:: LISTED ENTRIES
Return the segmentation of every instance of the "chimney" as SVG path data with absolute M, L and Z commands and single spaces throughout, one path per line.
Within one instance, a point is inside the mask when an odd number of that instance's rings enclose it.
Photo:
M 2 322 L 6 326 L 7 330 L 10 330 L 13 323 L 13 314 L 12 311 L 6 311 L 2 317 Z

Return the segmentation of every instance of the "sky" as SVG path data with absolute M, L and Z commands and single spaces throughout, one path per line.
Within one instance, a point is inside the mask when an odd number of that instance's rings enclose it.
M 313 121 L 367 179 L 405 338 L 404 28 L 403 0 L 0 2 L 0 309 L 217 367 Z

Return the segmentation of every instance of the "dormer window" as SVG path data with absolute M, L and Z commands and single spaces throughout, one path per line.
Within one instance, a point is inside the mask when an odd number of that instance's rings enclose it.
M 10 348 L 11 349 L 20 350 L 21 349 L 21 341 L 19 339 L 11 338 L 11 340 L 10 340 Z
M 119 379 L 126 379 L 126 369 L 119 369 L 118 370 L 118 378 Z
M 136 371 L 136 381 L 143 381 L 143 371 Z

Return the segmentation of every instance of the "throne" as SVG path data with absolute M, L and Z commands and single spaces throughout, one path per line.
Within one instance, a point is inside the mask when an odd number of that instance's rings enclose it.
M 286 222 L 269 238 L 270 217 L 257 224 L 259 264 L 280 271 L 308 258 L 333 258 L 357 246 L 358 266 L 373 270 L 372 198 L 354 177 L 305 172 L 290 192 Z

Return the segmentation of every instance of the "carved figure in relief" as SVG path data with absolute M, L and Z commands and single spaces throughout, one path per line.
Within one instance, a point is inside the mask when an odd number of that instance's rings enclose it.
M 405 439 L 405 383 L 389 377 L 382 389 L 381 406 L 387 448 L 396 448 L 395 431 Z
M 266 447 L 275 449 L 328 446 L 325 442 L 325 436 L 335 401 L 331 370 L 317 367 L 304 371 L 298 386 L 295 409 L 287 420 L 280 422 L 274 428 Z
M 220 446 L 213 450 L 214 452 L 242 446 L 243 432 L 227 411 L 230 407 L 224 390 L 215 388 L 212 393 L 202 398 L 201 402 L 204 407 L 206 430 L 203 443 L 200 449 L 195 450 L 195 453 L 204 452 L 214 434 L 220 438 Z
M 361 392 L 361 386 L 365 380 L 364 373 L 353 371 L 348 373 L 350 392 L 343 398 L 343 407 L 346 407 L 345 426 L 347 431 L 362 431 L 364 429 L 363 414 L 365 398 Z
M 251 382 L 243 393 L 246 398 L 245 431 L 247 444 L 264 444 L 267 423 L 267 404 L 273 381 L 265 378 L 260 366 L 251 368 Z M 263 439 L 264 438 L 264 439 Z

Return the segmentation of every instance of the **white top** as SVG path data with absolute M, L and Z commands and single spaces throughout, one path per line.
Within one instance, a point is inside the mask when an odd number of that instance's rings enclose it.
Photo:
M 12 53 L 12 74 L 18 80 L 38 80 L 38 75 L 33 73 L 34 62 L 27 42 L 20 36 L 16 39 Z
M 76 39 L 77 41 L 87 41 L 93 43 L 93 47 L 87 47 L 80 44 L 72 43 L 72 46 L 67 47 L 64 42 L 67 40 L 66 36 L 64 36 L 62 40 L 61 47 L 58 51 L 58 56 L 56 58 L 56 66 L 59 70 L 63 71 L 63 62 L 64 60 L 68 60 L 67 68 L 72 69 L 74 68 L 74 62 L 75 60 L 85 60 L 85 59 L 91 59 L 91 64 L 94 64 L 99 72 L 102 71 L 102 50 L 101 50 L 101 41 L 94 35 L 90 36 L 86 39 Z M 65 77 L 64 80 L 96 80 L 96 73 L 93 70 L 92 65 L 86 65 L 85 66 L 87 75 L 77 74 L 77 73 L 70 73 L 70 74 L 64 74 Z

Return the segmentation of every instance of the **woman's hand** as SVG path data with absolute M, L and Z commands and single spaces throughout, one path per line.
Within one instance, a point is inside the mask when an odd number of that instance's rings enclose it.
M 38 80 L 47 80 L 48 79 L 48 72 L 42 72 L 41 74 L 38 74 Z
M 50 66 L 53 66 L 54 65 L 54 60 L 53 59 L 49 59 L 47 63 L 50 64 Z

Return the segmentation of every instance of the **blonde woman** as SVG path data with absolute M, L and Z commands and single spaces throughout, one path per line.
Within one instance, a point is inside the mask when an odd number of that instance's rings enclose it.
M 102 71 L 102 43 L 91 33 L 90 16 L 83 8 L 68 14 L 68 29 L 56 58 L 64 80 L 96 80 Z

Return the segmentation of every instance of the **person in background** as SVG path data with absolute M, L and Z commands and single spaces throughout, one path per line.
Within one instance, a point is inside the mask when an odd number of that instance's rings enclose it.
::::
◆ WHAT IS ASKED
Rewrite all the rows above as a Markdown table with the columns "No." and "Line," putting each line's number in the first column and the line itself in the second. Leave out the blank lines.

◆ TASK SOLUTION
| No. | Line |
|---|---|
| 1 | Return the segmentation of every instance of the "chimney" as SVG path data with absolute M, L and Z commands and single spaces throughout, one path per line. |
| 2 | Within one instance, a point is inside the mask when an odd number of that instance's rings enclose it. |
| 3 | Photo: |
| 4 | M 2 322 L 6 326 L 7 330 L 10 330 L 13 323 L 13 314 L 12 311 L 6 311 L 2 317 Z |
| 5 | Return the segmentation of every instance of the "sky" as SVG path data with absolute M, L and Z commands and single spaces throughout, one path per line. |
| 6 | Within one instance, a point is inside the mask when an odd number of that instance's rings enclose it. |
| 7 | M 313 121 L 367 179 L 405 338 L 404 28 L 403 0 L 0 2 L 0 309 L 217 367 Z |
| 8 | Return the segmentation of every instance of the "dormer window" as SVG path data with absolute M, L and Z commands and single spaces throughout, one path per line. |
| 9 | Within one instance, a point is inside the mask when an odd number of that instance's rings enclose it. |
| 10 | M 10 348 L 11 349 L 20 350 L 21 349 L 21 341 L 19 339 L 11 338 L 11 340 L 10 340 Z |
| 11 | M 119 379 L 126 379 L 126 369 L 119 369 L 118 370 L 118 378 Z |
| 12 | M 136 371 L 136 381 L 143 381 L 143 371 Z |
| 13 | Return the segmentation of every instance of the "throne" as SVG path data with absolute M, L and Z commands and single spaces throughout, one path per line. |
| 14 | Within one instance, a point is inside the mask when an odd number of that instance's rings enclose it. |
| 15 | M 286 222 L 269 238 L 270 217 L 257 224 L 259 264 L 280 271 L 308 258 L 333 258 L 357 246 L 358 266 L 373 270 L 372 198 L 354 177 L 305 172 L 290 192 Z |
| 16 | Return the segmentation of every instance of the "carved figure in relief" as SVG path data with absolute M, L and Z commands and single spaces throughout, one path per line. |
| 17 | Within one instance, a point is inside the mask when an odd number of that instance's rings enclose it. |
| 18 | M 405 439 L 405 383 L 389 377 L 382 389 L 381 406 L 387 448 L 396 448 L 395 431 Z |
| 19 | M 266 447 L 275 449 L 328 446 L 325 442 L 325 436 L 335 401 L 331 370 L 317 367 L 304 371 L 298 386 L 295 409 L 287 420 L 280 422 L 274 428 Z |
| 20 | M 220 446 L 213 450 L 214 452 L 242 446 L 243 432 L 227 411 L 230 407 L 224 390 L 215 388 L 212 393 L 202 398 L 201 402 L 204 407 L 206 430 L 203 443 L 200 449 L 195 450 L 195 453 L 204 452 L 214 434 L 220 438 Z |
| 21 | M 361 392 L 361 386 L 365 380 L 364 373 L 353 371 L 348 373 L 350 392 L 343 398 L 343 407 L 346 407 L 345 426 L 347 431 L 362 431 L 364 429 L 363 414 L 365 398 Z |
| 22 | M 251 382 L 243 393 L 246 398 L 245 431 L 247 444 L 264 444 L 267 423 L 267 404 L 273 381 L 265 378 L 260 366 L 251 368 Z M 263 439 L 264 438 L 264 439 Z |
| 23 | Return the segmentation of every instance of the **white top** as SVG path data with absolute M, L and Z commands and single spaces throughout, one path per line. |
| 24 | Within one instance, a point is inside the mask when an odd number of that instance's rings enclose it. |
| 25 | Photo: |
| 26 | M 12 53 L 12 74 L 18 80 L 38 80 L 38 75 L 33 73 L 34 62 L 27 42 L 20 36 L 16 39 Z |
| 27 | M 76 39 L 77 41 L 87 41 L 93 43 L 93 47 L 87 47 L 80 44 L 72 43 L 72 46 L 67 47 L 64 42 L 67 40 L 66 36 L 64 36 L 62 40 L 61 47 L 58 51 L 58 56 L 56 58 L 56 66 L 59 70 L 63 71 L 63 62 L 64 60 L 68 60 L 67 68 L 72 69 L 74 68 L 74 62 L 75 60 L 85 60 L 85 59 L 91 59 L 91 64 L 94 64 L 99 72 L 102 71 L 102 50 L 101 50 L 101 41 L 94 35 L 90 36 L 86 39 Z M 65 77 L 64 80 L 96 80 L 96 73 L 93 70 L 92 65 L 86 65 L 85 66 L 87 75 L 77 74 L 77 73 L 70 73 L 70 74 L 64 74 Z |
| 28 | Return the segmentation of every instance of the **woman's hand** as SVG path data with absolute M, L and Z commands and single spaces throughout, one path per line. |
| 29 | Within one instance, a point is inside the mask when an odd number of that instance's rings enclose it. |
| 30 | M 38 80 L 47 80 L 48 79 L 48 72 L 42 72 L 41 74 L 38 74 Z |
| 31 | M 50 66 L 53 66 L 54 65 L 54 60 L 53 59 L 49 59 L 47 63 L 50 64 Z |
| 32 | Return the segmentation of every instance of the **blonde woman** as SVG path data with absolute M, L and Z commands and single spaces throughout, one path per line. |
| 33 | Within one instance, a point is inside the mask when an odd number of that instance's rings enclose it. |
| 34 | M 102 71 L 102 43 L 91 33 L 90 16 L 83 8 L 68 14 L 68 29 L 56 58 L 64 80 L 96 80 Z |
| 35 | Return the segmentation of every instance of the **person in background** as SVG path data with absolute M, L and Z commands and single spaces throughout, one path per line. |
| 36 | Within one instance, a point is inside the mask when an odd number of that instance's rings enclose it. |